*Task description*.
Starting at the line with "Look at the photo above. For each instance of the bare" in it, reproduce each line below through the last one, exactly, and include nothing else.

Dataset records:
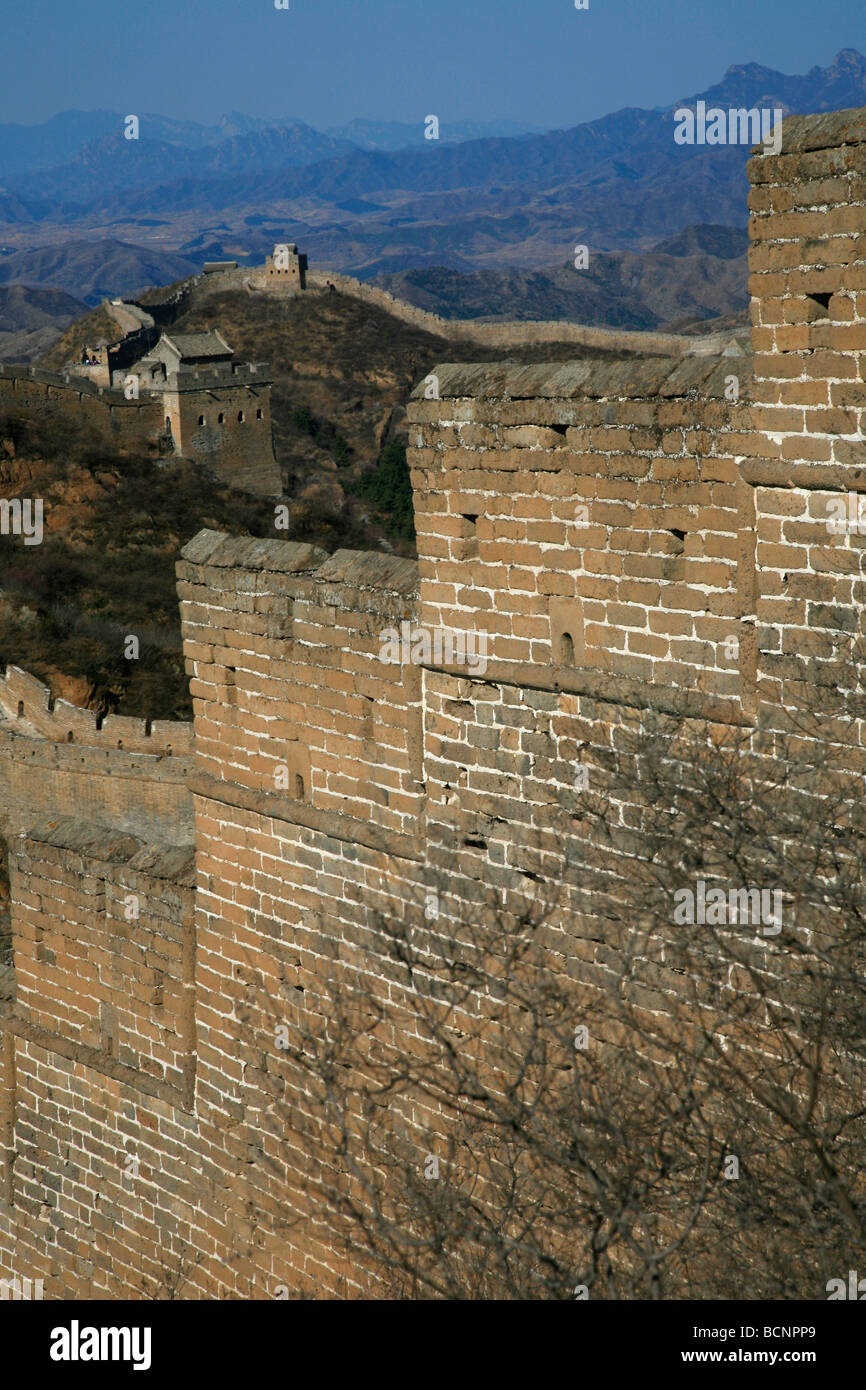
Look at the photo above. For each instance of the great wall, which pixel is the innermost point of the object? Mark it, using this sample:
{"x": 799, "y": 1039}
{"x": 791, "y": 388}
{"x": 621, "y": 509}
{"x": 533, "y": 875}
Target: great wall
{"x": 631, "y": 537}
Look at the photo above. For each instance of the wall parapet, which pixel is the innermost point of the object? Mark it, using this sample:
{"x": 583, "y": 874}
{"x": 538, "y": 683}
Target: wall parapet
{"x": 25, "y": 698}
{"x": 505, "y": 332}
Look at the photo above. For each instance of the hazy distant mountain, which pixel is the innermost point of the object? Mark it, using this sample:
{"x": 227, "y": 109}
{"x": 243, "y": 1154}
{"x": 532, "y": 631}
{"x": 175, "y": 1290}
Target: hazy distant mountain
{"x": 21, "y": 306}
{"x": 396, "y": 135}
{"x": 113, "y": 163}
{"x": 32, "y": 320}
{"x": 95, "y": 270}
{"x": 679, "y": 281}
{"x": 505, "y": 202}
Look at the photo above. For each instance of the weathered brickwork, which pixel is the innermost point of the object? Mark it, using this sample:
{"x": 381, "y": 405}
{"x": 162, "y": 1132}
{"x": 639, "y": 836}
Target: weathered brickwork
{"x": 628, "y": 540}
{"x": 60, "y": 761}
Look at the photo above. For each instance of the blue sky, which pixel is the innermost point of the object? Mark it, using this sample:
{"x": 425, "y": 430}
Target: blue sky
{"x": 325, "y": 61}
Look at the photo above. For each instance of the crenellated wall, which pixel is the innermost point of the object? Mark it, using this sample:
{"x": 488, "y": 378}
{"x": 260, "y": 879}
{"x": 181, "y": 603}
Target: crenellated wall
{"x": 60, "y": 759}
{"x": 627, "y": 538}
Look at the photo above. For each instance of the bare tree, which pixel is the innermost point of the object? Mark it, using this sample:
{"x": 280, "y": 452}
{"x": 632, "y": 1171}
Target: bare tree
{"x": 584, "y": 1093}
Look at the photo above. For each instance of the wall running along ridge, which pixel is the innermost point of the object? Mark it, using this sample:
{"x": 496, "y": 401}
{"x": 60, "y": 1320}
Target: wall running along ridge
{"x": 610, "y": 527}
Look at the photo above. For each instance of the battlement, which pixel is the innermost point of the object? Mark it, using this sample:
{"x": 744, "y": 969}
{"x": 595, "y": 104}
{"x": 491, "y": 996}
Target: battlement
{"x": 22, "y": 698}
{"x": 669, "y": 534}
{"x": 331, "y": 726}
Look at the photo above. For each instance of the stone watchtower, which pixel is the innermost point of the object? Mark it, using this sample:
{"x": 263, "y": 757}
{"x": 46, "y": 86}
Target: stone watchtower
{"x": 287, "y": 267}
{"x": 216, "y": 410}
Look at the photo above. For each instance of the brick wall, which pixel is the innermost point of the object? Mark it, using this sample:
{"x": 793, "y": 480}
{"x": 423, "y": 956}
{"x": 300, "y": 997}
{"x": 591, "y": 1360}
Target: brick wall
{"x": 631, "y": 540}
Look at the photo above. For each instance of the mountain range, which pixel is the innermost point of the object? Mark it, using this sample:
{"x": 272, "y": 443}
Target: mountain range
{"x": 462, "y": 223}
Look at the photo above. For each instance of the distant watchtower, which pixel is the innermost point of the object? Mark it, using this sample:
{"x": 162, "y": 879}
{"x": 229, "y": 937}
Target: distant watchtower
{"x": 287, "y": 267}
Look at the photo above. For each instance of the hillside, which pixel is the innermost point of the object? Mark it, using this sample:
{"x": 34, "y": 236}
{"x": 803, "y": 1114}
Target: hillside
{"x": 93, "y": 270}
{"x": 32, "y": 319}
{"x": 381, "y": 205}
{"x": 116, "y": 519}
{"x": 701, "y": 273}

*Response*.
Look at the photo above. For each instance of the bare tree, which pixel is the innermost point of the object? Mark it, using this sample:
{"x": 280, "y": 452}
{"x": 632, "y": 1171}
Target: bare tree
{"x": 584, "y": 1093}
Look at the photo above. For each instance of the wall running along ridge, which pixel is the innermost point of the object? Mark it, using this sample:
{"x": 496, "y": 401}
{"x": 60, "y": 1320}
Target: wall running along ridge
{"x": 610, "y": 527}
Look at the photo above. For each instance of the battlement, which pixel is the innermost point of the object? Mark it, using this sample:
{"x": 744, "y": 969}
{"x": 595, "y": 104}
{"x": 491, "y": 996}
Target: battlement
{"x": 22, "y": 698}
{"x": 669, "y": 534}
{"x": 331, "y": 726}
Look at the photo above. For each instance of the stone watchtower, which pixel is the innermost point of the object? Mark it, using this sample:
{"x": 263, "y": 757}
{"x": 46, "y": 86}
Target: stone watchtower
{"x": 287, "y": 267}
{"x": 216, "y": 410}
Look at the photo above. For each instance of the brick wall, which pixel is the innermost point of the object? Mark it, using this sample:
{"x": 793, "y": 480}
{"x": 423, "y": 956}
{"x": 300, "y": 997}
{"x": 591, "y": 1360}
Target: brick wall
{"x": 631, "y": 540}
Look at the photo above. For each instance of the mountain range, which pixel is the innermost point of the object? Mark it, using this sample:
{"x": 272, "y": 443}
Target: mountain range
{"x": 462, "y": 223}
Look at the photo above. For each instance of the distant watchtower, which pixel is the innermost point of the object? Mark it, using this sample:
{"x": 162, "y": 879}
{"x": 229, "y": 937}
Target: distant watchtower
{"x": 287, "y": 267}
Look at the photo above. For each instance of the hillside, which pixel is the innermost point of the object? Mark it, using this sample:
{"x": 34, "y": 236}
{"x": 803, "y": 1114}
Target: hillside
{"x": 93, "y": 270}
{"x": 32, "y": 319}
{"x": 381, "y": 205}
{"x": 116, "y": 519}
{"x": 701, "y": 273}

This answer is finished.